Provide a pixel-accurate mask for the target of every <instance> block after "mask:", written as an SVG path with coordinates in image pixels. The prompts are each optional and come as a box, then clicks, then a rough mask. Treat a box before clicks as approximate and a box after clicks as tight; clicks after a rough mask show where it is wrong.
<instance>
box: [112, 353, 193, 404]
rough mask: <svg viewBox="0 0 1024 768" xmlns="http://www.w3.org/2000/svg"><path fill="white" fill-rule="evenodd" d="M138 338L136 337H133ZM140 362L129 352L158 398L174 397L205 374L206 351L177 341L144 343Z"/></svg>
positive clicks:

:::

Brief:
Please write out all of the records above again, replacing each "rough mask" with "coarse mask" and keeping everything else unchanged.

Written answer:
Provide a pixel-accurate mask for the target of every <instance> block after "mask:", written as an SVG path with coordinates in image pixels. The prompts are each optional and come as a box, then clicks, then a coarse mask. Treat a box before clicks as approximate and a box after clicks as tight; clicks after a coarse mask show where it is wrong.
<instance>
box: [112, 353, 193, 404]
coarse mask: <svg viewBox="0 0 1024 768" xmlns="http://www.w3.org/2000/svg"><path fill="white" fill-rule="evenodd" d="M138 338L136 337H133ZM140 362L129 352L158 398L174 397L205 374L206 351L177 341L144 343Z"/></svg>
positive clicks:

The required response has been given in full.